• **Data provided**:
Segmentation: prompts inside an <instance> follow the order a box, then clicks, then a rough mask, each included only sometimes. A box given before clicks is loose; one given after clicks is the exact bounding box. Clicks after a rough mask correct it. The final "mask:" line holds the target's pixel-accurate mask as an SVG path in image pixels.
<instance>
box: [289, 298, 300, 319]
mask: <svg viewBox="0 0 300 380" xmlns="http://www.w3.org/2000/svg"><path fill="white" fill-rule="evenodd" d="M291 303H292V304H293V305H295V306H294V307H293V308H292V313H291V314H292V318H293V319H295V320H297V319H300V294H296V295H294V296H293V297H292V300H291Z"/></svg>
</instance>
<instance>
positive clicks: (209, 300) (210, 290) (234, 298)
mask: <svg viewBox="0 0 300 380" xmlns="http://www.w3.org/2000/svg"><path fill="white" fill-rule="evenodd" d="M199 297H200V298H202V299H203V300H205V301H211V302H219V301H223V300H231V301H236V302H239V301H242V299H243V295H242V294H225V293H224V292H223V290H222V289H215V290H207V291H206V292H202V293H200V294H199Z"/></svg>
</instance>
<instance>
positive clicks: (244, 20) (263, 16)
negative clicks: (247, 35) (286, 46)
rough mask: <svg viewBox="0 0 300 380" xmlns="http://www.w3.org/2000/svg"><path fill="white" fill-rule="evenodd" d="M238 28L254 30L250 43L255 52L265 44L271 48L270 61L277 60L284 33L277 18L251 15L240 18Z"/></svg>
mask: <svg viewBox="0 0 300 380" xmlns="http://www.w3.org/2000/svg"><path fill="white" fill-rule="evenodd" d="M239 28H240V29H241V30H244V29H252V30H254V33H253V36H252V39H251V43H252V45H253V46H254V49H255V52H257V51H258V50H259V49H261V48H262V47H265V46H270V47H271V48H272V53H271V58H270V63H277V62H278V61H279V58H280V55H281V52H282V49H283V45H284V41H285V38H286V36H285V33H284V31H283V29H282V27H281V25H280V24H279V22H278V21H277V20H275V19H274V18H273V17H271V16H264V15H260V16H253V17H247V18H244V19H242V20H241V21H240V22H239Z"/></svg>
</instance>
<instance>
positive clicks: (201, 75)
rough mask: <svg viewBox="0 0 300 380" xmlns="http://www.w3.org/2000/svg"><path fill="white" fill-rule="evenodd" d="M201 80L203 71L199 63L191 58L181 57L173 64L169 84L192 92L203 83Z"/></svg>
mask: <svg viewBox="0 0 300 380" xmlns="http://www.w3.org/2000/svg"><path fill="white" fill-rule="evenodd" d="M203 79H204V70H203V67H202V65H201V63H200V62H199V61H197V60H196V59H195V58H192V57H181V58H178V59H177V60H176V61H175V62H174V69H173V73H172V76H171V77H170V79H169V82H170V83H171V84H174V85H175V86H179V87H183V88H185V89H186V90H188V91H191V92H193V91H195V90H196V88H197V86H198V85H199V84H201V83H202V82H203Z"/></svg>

• **The problem**:
Filter the listing above down to the lines that contain the string "clicks", treating uppercase and lowercase as different.

• **The completed task**:
Segmentation: prompts inside an <instance> follow the order a box, then clicks, then a rough mask, each included only sometimes. A box given before clicks is loose; one given after clicks is the exact bounding box. Clicks after a rough mask correct it. The final "mask:" line holds the target's pixel-accurate mask as an SVG path in image pixels.
positive clicks: (209, 300) (210, 290) (234, 298)
positive clicks: (244, 20) (263, 16)
negative clicks: (247, 35) (286, 46)
positive clicks: (201, 75)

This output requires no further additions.